Restate the records underneath, keeping each one exactly the same.
Start of TASK INPUTS
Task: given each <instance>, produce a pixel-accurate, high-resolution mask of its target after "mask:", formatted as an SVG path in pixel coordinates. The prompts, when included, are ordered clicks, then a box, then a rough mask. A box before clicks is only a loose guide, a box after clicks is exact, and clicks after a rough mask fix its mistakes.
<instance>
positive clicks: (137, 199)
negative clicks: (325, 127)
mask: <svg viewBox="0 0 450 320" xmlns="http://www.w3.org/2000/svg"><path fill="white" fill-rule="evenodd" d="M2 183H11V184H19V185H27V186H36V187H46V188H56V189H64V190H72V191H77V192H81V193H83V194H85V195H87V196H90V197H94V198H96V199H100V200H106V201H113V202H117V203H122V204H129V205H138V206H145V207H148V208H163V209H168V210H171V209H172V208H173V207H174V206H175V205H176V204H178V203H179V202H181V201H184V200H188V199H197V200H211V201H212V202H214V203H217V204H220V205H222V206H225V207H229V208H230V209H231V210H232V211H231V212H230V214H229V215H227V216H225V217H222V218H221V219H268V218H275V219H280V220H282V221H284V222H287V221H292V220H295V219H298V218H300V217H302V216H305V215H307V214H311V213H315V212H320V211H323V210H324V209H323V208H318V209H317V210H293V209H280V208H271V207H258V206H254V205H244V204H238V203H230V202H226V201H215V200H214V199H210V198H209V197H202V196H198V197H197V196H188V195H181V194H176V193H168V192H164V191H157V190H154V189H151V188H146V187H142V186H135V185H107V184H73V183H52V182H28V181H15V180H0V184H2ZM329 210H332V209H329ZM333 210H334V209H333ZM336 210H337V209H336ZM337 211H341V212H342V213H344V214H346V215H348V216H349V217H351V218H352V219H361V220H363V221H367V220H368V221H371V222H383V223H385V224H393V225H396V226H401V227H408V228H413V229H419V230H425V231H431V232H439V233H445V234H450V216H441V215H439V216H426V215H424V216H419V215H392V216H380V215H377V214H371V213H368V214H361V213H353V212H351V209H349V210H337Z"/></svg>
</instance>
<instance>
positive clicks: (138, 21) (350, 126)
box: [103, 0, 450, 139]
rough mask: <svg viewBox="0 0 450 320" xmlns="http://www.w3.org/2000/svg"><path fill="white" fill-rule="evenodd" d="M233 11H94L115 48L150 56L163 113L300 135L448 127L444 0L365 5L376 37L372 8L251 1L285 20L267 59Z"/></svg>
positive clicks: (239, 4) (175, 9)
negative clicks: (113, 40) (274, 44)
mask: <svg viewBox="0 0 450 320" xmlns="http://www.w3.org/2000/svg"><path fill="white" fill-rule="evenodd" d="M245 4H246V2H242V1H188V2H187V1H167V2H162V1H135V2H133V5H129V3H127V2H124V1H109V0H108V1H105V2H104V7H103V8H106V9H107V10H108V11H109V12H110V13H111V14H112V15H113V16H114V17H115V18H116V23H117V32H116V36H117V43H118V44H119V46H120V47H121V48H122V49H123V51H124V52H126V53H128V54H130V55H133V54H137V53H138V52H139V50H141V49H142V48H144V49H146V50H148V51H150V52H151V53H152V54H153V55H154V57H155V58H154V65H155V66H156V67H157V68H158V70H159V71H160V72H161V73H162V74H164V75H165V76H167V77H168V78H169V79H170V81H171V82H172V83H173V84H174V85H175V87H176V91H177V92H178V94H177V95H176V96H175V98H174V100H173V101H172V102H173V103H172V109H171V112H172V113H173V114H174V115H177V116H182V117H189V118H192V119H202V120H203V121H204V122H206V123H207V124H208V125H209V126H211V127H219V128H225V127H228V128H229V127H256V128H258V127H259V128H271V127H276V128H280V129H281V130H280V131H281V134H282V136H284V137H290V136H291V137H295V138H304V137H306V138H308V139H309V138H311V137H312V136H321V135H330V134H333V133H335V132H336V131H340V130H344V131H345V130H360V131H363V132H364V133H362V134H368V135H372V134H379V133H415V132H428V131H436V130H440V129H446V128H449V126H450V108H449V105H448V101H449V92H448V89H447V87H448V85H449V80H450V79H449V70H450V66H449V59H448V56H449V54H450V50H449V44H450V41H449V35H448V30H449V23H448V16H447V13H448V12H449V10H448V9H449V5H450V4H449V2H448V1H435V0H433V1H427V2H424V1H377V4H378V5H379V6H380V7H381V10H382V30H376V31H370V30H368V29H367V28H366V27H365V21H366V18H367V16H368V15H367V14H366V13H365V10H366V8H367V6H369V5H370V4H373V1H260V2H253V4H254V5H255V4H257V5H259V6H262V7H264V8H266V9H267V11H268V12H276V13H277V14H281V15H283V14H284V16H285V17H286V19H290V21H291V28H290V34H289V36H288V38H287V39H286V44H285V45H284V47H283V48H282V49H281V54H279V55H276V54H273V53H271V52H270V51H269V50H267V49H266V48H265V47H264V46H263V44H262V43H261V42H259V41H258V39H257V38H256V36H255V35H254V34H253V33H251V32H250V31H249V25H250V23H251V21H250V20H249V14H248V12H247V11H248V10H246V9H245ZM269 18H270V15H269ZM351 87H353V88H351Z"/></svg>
End of TASK INPUTS
-- WRITTEN SOLUTION --
Task: given each <instance>, produce a pixel-accurate, high-resolution mask of its target after "mask:", formatted as an SVG path in pixel coordinates. The prompts, when included, are ordered clicks, then a box, then a rough mask. A box before clicks is only a loose guide, a box after clicks is exact, and clicks after a rough mask fix its mistakes.
<instance>
positive clicks: (137, 199)
negative clicks: (325, 127)
mask: <svg viewBox="0 0 450 320" xmlns="http://www.w3.org/2000/svg"><path fill="white" fill-rule="evenodd" d="M2 183H11V184H19V185H27V186H36V187H46V188H56V189H64V190H72V191H77V192H81V193H83V194H85V195H87V196H90V197H94V198H96V199H100V200H106V201H113V202H117V203H122V204H129V205H138V206H145V207H148V208H163V209H168V210H171V209H172V208H173V207H174V206H175V205H176V204H178V203H179V202H181V201H184V200H188V199H197V200H211V201H212V202H214V203H217V204H220V205H222V206H225V207H229V208H230V209H231V210H232V211H231V212H230V214H229V215H227V216H225V217H222V218H221V219H268V218H275V219H280V220H282V221H284V222H287V221H292V220H295V219H298V218H300V217H302V216H305V215H307V214H311V213H315V212H320V211H323V210H324V209H323V208H318V209H317V210H293V209H280V208H271V207H258V206H254V205H244V204H238V203H230V202H226V201H215V200H214V199H210V198H209V197H202V196H198V197H197V196H188V195H181V194H176V193H168V192H164V191H157V190H154V189H151V188H146V187H142V186H135V185H107V184H73V183H52V182H28V181H15V180H0V184H2ZM329 210H332V209H329ZM333 210H334V209H333ZM336 210H337V209H336ZM337 211H341V212H342V213H344V214H346V215H348V216H349V217H351V218H352V219H361V220H363V221H367V220H368V221H371V222H383V223H385V224H393V225H396V226H401V227H408V228H413V229H419V230H425V231H431V232H439V233H445V234H450V216H441V215H439V216H426V215H424V216H419V215H392V216H380V215H377V214H371V213H368V214H361V213H353V212H351V209H349V210H337Z"/></svg>
</instance>
<instance>
positive clicks: (138, 21) (350, 126)
box: [103, 0, 450, 139]
rough mask: <svg viewBox="0 0 450 320" xmlns="http://www.w3.org/2000/svg"><path fill="white" fill-rule="evenodd" d="M233 11H94L115 48L150 56L163 113L300 135L448 127L444 0L365 5L376 37L372 8L251 1L285 20L267 59Z"/></svg>
positive clicks: (239, 4) (175, 9)
negative clicks: (113, 40) (274, 44)
mask: <svg viewBox="0 0 450 320" xmlns="http://www.w3.org/2000/svg"><path fill="white" fill-rule="evenodd" d="M245 4H246V2H242V1H188V2H187V1H167V2H162V1H135V2H133V5H129V3H127V2H124V1H109V0H108V1H105V2H104V7H103V8H106V9H107V10H108V11H109V12H110V13H111V14H112V15H113V16H114V17H115V18H116V23H117V32H116V36H117V43H118V44H119V46H120V47H121V48H122V49H123V51H124V52H126V53H128V54H130V55H133V54H137V53H138V52H139V50H141V49H142V48H144V49H146V50H148V51H150V52H151V53H152V54H153V55H154V57H155V58H154V65H155V66H156V67H157V68H158V70H159V71H160V72H161V73H162V74H164V75H165V76H167V77H168V78H169V79H170V81H171V82H172V83H173V84H174V85H175V87H176V91H177V92H178V94H177V95H176V96H175V98H174V100H173V101H172V102H173V103H172V109H171V112H172V113H173V114H174V115H177V116H182V117H189V118H192V119H202V120H203V121H204V122H206V123H207V124H208V125H209V126H211V127H219V128H225V127H228V128H229V127H256V128H258V127H259V128H271V127H276V128H280V129H281V130H280V131H281V134H282V136H284V137H290V136H291V137H295V138H304V137H306V138H308V139H309V138H311V137H312V136H321V135H330V134H333V133H335V132H336V131H340V130H344V131H345V130H360V131H363V132H364V133H362V134H368V135H372V134H379V133H415V132H428V131H436V130H440V129H446V128H449V126H450V108H449V105H448V101H449V92H448V89H447V87H448V85H449V80H450V79H449V70H450V66H449V59H448V56H449V54H450V50H449V44H450V41H449V35H448V30H449V23H448V16H447V13H448V12H449V10H448V9H449V5H450V4H449V2H448V1H435V0H433V1H427V2H424V1H377V4H378V5H379V6H380V7H381V10H382V30H376V31H370V30H368V29H367V28H366V27H365V21H366V18H367V16H368V15H367V14H366V13H365V10H366V8H367V6H369V5H370V4H373V1H260V2H253V4H254V5H255V4H257V5H259V6H262V7H264V8H266V9H267V11H268V12H276V13H277V14H281V15H283V14H284V16H285V17H286V19H290V21H291V28H290V34H289V36H288V38H287V39H286V44H285V45H284V47H283V48H282V49H281V54H279V55H276V54H273V53H271V52H270V51H269V50H267V49H266V48H265V47H264V46H263V44H262V43H261V42H259V41H258V39H257V38H256V36H255V35H254V34H253V33H251V32H250V31H249V25H250V23H251V21H250V20H249V14H248V12H247V11H248V10H246V9H245ZM269 18H270V15H269ZM351 87H353V88H351Z"/></svg>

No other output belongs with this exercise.